**REQUIREMENTS:** From the line with "gray cloud in the photo above." down to the final line of the material below, quote every line exactly and leave out all lines before it.

....................

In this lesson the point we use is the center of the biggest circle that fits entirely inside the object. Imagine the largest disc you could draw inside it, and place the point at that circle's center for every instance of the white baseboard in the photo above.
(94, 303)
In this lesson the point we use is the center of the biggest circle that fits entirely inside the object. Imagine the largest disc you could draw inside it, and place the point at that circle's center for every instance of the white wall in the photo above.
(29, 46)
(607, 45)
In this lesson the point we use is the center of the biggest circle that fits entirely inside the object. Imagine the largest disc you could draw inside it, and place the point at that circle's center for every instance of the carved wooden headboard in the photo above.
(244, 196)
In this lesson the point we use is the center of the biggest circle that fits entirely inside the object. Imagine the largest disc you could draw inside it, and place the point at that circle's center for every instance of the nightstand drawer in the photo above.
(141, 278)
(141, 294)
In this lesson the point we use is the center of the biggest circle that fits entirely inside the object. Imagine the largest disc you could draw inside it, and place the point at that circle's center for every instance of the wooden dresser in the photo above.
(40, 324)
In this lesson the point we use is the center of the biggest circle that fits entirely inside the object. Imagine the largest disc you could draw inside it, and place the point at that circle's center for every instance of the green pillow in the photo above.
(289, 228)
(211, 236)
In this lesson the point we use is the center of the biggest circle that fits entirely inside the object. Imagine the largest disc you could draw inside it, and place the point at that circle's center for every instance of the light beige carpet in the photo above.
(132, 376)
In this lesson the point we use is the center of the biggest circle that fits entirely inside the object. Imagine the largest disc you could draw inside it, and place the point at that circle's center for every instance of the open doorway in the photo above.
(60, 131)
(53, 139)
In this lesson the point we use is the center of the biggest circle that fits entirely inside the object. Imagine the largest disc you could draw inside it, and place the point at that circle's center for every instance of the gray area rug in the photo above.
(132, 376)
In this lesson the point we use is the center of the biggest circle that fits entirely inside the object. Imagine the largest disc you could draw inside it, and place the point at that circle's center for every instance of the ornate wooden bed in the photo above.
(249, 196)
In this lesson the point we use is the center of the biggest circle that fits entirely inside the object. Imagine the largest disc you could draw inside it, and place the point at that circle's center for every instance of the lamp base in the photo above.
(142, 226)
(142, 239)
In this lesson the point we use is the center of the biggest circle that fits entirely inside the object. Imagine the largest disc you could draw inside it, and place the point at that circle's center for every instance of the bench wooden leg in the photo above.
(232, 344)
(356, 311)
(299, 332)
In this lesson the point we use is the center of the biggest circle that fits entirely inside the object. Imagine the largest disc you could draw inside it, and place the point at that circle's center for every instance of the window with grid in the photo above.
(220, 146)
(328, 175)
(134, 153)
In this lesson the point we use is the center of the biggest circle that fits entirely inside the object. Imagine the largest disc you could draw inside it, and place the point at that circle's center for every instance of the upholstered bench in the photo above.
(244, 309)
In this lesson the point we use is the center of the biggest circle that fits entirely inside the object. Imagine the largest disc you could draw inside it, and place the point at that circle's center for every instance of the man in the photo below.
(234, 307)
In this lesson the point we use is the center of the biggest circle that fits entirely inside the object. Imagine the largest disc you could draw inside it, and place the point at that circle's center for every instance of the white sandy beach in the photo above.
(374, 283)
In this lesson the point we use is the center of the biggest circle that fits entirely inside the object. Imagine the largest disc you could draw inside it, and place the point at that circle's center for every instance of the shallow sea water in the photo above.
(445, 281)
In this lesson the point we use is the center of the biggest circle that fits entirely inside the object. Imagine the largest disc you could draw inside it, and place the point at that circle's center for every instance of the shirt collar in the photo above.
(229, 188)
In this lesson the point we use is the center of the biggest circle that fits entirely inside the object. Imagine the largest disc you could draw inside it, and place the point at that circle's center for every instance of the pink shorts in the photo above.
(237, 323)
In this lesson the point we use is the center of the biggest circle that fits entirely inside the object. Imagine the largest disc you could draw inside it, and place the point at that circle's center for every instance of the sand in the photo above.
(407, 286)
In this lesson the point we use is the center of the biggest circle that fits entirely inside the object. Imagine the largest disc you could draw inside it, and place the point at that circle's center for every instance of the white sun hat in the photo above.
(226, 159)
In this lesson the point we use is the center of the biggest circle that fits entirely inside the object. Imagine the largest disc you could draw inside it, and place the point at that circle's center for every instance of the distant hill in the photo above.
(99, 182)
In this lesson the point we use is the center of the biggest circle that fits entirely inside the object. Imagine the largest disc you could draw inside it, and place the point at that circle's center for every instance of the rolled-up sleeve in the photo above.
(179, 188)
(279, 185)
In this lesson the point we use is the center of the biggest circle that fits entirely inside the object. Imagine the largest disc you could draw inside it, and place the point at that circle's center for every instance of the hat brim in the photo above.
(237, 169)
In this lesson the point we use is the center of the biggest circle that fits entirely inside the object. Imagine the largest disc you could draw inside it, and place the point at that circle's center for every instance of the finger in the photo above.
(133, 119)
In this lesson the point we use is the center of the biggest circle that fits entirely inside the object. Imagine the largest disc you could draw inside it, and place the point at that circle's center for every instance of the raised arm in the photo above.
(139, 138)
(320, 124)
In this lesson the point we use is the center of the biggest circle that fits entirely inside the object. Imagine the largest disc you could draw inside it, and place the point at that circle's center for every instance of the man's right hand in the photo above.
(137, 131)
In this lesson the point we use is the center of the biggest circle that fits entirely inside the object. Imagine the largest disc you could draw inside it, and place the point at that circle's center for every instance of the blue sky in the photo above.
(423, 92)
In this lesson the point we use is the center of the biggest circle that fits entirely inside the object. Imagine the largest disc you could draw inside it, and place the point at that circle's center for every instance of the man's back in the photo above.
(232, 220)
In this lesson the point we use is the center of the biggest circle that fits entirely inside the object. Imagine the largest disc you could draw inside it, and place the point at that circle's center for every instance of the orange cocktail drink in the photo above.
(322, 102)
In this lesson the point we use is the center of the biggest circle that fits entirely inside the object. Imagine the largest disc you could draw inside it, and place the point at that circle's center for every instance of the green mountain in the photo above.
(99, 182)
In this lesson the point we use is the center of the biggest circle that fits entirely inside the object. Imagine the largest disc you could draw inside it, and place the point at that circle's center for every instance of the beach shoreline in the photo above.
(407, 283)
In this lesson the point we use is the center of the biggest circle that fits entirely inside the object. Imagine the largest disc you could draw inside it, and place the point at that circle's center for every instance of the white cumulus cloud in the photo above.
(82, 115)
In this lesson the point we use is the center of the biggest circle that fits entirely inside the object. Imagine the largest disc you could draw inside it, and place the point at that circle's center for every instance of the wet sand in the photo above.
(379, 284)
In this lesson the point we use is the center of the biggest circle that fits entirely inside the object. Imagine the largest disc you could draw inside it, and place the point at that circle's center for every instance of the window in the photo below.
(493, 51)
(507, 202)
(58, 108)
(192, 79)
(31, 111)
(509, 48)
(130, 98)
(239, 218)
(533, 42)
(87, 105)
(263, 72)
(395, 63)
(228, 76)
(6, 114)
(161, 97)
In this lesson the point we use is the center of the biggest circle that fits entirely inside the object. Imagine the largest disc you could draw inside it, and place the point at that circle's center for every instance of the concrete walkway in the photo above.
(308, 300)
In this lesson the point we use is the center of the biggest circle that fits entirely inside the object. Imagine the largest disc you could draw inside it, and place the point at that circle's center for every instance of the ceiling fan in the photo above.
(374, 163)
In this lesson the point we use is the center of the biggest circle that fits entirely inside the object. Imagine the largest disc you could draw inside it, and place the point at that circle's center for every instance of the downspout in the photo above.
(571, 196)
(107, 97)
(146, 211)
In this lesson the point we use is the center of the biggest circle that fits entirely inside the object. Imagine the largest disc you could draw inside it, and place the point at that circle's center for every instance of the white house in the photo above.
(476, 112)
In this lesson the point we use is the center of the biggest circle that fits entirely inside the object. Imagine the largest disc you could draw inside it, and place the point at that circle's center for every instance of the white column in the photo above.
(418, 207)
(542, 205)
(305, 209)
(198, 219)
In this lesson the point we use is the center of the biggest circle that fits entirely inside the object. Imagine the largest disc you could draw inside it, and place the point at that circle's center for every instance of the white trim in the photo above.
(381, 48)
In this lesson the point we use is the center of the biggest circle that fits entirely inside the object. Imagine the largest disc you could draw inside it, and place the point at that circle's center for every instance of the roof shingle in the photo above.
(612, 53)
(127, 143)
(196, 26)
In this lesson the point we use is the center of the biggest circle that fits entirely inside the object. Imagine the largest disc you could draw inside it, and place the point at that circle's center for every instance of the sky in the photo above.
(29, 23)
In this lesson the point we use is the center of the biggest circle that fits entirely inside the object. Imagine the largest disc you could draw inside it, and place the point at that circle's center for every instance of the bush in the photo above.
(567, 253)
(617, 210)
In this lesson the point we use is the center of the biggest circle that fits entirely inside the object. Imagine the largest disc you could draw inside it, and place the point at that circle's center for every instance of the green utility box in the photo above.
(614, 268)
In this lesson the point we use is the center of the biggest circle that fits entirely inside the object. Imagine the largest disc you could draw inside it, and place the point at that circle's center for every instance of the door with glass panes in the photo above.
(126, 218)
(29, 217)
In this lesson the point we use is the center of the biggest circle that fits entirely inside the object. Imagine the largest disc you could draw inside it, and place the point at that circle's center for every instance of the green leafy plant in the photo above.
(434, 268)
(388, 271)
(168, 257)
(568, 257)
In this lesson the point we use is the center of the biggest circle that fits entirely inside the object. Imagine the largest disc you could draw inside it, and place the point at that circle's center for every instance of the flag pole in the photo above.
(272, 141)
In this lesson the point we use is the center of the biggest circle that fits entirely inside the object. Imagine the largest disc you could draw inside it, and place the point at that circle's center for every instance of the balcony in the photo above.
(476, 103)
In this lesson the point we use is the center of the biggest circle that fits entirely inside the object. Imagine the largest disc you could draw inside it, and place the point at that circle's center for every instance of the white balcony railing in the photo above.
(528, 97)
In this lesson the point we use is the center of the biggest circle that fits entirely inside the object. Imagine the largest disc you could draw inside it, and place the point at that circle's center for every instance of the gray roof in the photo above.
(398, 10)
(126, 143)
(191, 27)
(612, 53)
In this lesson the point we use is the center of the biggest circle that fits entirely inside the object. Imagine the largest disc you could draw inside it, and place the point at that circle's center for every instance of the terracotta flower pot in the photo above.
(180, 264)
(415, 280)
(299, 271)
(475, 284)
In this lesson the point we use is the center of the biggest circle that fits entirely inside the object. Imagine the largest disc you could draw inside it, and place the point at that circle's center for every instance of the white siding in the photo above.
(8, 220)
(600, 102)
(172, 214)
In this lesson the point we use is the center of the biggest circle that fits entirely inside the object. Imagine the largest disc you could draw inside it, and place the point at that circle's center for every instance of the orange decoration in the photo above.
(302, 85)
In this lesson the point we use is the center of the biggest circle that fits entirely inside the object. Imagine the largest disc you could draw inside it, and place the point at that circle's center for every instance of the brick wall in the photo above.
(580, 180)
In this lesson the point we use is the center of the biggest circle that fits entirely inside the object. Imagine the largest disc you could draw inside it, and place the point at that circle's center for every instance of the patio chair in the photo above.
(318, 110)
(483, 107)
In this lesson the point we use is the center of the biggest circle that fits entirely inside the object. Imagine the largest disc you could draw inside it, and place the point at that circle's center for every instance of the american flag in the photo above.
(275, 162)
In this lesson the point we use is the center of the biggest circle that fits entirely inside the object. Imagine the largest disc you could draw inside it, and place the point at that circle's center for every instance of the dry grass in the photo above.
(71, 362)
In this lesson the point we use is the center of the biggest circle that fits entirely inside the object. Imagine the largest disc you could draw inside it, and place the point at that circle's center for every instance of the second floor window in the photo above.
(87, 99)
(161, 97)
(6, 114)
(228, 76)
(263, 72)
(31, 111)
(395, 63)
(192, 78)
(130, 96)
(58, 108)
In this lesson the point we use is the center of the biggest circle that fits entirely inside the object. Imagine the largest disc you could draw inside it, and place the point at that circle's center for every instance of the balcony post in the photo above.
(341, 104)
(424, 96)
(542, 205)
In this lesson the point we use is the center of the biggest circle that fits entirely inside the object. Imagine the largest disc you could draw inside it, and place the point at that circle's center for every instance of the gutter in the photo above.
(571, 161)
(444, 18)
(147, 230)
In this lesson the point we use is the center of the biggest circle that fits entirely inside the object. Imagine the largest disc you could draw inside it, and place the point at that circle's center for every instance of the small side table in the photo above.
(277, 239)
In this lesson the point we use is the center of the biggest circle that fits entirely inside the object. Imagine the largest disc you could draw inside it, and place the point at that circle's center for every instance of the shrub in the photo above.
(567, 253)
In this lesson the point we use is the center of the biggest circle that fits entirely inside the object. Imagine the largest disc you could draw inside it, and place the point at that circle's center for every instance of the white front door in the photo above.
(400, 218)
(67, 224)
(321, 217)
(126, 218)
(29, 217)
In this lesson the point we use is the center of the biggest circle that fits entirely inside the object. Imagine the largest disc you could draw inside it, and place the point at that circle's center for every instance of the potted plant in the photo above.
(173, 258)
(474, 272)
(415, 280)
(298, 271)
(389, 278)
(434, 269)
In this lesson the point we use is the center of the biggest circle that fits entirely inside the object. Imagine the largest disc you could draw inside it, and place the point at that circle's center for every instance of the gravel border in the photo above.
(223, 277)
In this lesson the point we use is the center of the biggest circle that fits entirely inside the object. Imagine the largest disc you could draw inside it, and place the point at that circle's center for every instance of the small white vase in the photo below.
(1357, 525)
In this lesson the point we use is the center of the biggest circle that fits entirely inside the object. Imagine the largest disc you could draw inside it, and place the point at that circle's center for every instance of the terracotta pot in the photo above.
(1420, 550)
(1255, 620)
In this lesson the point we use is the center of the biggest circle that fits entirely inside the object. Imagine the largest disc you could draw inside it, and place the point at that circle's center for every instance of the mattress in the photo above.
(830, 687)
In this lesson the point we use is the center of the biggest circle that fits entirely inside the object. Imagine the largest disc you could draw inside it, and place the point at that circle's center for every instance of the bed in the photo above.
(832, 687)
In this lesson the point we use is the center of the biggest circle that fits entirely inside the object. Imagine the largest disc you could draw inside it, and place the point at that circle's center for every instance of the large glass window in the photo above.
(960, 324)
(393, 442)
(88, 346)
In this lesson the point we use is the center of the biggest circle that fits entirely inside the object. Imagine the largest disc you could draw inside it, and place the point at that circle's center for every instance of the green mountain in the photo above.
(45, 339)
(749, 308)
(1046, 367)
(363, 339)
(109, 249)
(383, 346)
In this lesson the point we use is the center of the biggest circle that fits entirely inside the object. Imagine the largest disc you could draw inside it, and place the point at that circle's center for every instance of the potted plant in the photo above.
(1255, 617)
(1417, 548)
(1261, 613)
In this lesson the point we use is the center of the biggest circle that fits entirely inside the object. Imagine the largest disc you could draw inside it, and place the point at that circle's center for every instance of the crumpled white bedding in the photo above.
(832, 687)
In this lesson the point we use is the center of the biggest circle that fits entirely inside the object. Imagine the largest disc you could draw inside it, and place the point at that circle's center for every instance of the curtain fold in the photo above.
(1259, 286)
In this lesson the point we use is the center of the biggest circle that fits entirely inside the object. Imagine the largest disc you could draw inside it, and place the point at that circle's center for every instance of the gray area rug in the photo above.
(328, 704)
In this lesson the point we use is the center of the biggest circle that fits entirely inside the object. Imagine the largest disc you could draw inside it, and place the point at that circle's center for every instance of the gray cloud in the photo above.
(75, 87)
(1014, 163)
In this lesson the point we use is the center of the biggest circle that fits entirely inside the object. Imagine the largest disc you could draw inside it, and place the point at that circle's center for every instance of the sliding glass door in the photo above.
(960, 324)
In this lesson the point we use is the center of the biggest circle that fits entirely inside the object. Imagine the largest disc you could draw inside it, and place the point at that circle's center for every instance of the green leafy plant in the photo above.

....................

**SOLUTION FOR THIS PROBLEM:**
In this lesson the point we use is the center of the biggest circle that fits entirely inside the object. Imagine the largest disc you could draw inside it, and place the point at that circle's center for every instance of the gray cloud in the photo above.
(75, 87)
(1014, 163)
In this lesson the point we use is the center of the biggest circle that fits entirely inside the object. Imagine the largest disc you could draw inside it, and place the point at that circle's center for every instance of the sliding glass door in the photo above.
(960, 324)
In this lesson the point we use is the center of the biggest circle that fits entirely inside the object. Imagine the largest disc you could draw inside it, and place the point at that circle's center for every instance of the green leafy plant in the photo above.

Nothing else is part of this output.